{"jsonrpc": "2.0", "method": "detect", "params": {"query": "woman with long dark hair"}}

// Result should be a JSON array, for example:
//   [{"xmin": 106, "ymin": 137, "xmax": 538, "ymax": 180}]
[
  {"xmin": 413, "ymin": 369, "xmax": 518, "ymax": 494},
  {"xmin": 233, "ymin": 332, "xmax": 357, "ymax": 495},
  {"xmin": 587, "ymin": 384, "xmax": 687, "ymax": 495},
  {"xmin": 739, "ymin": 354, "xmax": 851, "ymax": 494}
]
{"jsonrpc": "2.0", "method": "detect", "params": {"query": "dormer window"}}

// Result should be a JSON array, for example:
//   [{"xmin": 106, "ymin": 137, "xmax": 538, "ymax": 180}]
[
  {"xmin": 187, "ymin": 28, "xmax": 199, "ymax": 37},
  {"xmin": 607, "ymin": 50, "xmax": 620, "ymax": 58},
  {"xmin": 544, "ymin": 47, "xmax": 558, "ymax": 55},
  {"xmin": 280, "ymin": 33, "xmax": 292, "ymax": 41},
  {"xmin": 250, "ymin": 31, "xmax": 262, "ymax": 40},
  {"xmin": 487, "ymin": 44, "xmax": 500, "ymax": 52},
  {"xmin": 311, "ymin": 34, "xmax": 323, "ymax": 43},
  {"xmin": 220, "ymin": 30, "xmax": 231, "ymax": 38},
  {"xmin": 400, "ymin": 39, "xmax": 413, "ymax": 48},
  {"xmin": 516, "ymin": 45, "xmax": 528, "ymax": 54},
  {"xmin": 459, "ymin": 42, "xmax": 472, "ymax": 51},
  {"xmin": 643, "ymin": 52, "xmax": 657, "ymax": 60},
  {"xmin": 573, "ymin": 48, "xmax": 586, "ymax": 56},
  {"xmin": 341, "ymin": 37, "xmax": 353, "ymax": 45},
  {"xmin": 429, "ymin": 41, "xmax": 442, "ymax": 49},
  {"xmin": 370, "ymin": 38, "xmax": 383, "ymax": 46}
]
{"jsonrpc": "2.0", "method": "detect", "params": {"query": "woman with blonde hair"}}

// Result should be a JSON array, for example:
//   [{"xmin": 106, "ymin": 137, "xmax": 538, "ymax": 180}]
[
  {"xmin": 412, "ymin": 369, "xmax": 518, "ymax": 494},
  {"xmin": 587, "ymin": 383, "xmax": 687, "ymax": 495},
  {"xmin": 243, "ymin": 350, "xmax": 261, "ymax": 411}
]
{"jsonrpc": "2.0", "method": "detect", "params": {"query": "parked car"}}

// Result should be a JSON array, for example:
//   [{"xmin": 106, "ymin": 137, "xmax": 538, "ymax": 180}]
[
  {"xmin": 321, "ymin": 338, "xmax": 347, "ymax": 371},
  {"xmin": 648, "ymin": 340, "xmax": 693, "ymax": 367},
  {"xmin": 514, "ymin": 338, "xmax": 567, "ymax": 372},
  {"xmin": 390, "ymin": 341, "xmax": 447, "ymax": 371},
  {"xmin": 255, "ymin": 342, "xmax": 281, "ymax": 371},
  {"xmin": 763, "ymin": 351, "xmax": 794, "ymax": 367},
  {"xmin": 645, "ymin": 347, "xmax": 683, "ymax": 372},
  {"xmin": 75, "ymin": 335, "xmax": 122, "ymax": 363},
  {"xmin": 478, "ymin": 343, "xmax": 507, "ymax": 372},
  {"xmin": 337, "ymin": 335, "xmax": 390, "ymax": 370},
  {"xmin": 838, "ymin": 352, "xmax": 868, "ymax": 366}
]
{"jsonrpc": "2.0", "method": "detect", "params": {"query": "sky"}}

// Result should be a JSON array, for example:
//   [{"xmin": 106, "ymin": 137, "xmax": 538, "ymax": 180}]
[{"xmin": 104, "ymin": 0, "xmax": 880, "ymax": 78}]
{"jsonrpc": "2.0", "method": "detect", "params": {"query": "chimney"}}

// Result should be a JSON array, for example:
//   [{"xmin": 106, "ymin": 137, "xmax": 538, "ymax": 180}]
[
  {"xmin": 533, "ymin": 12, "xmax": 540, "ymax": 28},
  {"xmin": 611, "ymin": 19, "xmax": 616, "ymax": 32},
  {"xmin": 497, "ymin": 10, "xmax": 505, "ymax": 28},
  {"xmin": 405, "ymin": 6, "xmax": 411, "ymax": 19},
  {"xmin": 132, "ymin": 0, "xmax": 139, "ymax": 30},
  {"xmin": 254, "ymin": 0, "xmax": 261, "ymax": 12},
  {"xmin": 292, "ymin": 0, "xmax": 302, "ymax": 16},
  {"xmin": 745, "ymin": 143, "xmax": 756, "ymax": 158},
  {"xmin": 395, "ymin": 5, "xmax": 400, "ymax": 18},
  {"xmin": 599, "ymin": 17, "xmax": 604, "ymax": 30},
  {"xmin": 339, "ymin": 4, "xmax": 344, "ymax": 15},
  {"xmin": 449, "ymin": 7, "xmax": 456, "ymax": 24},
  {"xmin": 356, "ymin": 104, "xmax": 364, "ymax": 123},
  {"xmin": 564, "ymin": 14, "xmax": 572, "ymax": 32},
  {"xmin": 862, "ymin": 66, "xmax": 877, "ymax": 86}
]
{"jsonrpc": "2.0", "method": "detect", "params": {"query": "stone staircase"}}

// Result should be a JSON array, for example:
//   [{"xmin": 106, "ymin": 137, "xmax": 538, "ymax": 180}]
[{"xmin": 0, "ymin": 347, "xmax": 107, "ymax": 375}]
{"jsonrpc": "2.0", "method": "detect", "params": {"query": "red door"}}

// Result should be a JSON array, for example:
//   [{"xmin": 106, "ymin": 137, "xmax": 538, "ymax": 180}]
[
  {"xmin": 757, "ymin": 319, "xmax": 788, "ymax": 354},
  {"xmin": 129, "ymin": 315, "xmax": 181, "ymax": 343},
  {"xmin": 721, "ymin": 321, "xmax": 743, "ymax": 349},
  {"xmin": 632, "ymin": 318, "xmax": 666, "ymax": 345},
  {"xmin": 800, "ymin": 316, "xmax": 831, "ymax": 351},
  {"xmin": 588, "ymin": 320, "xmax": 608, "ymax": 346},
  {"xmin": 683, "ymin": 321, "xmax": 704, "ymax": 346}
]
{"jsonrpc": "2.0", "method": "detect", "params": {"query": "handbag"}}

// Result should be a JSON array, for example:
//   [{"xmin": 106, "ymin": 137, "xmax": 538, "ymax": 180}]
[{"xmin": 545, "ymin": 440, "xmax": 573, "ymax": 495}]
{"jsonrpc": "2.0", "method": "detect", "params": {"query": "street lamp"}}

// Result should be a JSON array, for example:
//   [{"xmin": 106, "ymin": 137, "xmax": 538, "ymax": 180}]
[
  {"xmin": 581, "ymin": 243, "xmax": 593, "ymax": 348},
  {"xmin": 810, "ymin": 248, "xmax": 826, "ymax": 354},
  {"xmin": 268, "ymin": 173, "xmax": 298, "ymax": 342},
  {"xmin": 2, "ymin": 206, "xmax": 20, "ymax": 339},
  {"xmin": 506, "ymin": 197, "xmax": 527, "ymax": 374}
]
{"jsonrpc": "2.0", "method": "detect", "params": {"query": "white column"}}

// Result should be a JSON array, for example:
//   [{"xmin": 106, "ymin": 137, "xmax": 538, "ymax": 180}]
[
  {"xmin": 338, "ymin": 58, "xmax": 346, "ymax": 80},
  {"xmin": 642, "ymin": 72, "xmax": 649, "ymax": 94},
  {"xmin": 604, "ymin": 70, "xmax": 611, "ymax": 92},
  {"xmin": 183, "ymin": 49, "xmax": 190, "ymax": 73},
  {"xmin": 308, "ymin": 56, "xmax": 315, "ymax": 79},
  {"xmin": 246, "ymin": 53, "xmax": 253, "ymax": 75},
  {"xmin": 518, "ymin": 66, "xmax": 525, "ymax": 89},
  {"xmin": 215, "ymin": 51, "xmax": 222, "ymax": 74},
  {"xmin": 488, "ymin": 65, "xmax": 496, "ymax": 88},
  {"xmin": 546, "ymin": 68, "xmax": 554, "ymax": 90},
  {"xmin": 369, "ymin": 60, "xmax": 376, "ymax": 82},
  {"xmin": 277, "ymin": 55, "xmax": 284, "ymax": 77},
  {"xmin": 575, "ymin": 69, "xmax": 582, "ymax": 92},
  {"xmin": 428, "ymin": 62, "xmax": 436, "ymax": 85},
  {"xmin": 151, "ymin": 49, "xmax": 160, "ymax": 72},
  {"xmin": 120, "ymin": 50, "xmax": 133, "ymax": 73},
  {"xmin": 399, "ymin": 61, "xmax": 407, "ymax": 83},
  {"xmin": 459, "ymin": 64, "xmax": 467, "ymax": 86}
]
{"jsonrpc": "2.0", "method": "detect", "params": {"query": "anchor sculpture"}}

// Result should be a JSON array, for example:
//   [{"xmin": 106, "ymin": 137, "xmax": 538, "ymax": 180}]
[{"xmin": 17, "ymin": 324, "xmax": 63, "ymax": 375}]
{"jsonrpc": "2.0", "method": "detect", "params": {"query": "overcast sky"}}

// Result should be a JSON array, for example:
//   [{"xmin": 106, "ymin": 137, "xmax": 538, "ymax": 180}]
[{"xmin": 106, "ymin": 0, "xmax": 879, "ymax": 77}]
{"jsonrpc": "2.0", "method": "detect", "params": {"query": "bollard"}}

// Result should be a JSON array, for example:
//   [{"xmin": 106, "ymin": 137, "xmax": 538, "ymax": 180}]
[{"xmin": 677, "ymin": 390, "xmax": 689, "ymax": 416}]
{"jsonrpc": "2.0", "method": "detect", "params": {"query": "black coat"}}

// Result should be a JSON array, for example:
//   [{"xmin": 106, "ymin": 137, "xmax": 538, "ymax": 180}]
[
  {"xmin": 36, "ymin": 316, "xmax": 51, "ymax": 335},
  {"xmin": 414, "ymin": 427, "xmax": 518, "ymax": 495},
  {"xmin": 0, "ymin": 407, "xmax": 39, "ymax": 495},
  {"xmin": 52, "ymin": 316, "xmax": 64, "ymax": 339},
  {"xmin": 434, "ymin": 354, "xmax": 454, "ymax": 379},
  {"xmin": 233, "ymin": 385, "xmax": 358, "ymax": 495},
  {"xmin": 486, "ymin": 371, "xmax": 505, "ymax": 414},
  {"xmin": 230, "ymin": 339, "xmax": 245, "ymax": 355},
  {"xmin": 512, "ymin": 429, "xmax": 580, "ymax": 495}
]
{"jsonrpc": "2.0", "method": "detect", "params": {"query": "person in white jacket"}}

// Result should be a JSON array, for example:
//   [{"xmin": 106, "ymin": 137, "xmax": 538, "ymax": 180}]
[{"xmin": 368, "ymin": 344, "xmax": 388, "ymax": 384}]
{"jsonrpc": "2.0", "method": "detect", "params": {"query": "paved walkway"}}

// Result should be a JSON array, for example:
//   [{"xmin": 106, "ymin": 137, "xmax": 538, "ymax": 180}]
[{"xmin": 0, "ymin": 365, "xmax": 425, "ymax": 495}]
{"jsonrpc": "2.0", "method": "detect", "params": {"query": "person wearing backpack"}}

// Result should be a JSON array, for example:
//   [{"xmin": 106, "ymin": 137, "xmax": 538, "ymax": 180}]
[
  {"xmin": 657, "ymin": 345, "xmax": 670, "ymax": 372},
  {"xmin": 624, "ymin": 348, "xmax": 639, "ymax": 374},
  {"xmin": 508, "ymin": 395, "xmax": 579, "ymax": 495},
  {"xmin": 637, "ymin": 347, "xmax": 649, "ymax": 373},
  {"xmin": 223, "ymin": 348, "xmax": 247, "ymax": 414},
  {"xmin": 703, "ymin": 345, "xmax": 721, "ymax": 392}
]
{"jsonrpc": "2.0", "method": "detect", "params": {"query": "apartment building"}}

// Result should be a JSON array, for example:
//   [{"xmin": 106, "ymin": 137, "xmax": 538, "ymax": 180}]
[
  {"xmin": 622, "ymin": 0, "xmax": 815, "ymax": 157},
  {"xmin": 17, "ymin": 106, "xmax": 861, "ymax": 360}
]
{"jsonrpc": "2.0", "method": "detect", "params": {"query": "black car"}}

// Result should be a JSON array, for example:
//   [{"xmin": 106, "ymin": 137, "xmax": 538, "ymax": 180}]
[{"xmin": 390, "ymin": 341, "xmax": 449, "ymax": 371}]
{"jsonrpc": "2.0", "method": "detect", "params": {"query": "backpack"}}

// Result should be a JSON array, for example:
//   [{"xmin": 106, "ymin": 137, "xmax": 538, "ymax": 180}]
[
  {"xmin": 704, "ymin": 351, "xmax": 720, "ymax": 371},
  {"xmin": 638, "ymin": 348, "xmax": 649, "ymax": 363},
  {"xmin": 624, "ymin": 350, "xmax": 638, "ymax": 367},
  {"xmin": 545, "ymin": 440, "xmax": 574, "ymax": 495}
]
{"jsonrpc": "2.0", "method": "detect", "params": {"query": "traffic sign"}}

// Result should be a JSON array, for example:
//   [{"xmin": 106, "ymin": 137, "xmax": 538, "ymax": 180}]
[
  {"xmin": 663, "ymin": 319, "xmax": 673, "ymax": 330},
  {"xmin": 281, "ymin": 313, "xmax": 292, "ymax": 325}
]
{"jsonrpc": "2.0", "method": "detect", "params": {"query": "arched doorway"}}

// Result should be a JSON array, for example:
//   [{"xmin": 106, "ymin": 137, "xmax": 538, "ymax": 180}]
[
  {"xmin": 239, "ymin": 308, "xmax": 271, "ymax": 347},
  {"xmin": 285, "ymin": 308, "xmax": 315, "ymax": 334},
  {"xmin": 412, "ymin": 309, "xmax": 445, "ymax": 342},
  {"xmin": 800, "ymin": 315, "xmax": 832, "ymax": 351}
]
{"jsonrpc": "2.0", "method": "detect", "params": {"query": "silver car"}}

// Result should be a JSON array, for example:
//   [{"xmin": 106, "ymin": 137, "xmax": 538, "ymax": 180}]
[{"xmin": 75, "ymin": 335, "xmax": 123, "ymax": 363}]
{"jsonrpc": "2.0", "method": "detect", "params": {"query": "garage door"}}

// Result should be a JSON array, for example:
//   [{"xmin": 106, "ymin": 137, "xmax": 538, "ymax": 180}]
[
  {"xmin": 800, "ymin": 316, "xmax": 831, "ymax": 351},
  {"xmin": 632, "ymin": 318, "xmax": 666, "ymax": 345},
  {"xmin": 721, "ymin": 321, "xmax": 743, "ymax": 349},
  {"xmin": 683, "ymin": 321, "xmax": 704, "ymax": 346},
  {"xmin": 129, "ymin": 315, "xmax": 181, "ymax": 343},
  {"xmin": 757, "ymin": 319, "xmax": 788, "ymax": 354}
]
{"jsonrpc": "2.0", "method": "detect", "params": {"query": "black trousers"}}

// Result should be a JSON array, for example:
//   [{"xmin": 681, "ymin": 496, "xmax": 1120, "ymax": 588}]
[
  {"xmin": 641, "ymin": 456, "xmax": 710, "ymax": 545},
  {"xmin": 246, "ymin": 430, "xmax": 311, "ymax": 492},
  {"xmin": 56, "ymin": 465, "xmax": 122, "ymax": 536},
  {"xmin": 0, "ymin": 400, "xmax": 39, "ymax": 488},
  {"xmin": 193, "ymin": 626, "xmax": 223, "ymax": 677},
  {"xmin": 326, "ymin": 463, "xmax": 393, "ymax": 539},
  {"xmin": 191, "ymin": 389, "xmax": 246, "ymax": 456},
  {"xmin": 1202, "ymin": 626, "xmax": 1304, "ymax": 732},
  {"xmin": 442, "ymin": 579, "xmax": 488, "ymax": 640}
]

====

What to produce:
Each line containing the word "white" must be pulled from the listing and copied.

Answer:
{"jsonrpc": "2.0", "method": "detect", "params": {"query": "white column"}}
{"jsonrpc": "2.0", "method": "detect", "params": {"query": "person in white jacket"}}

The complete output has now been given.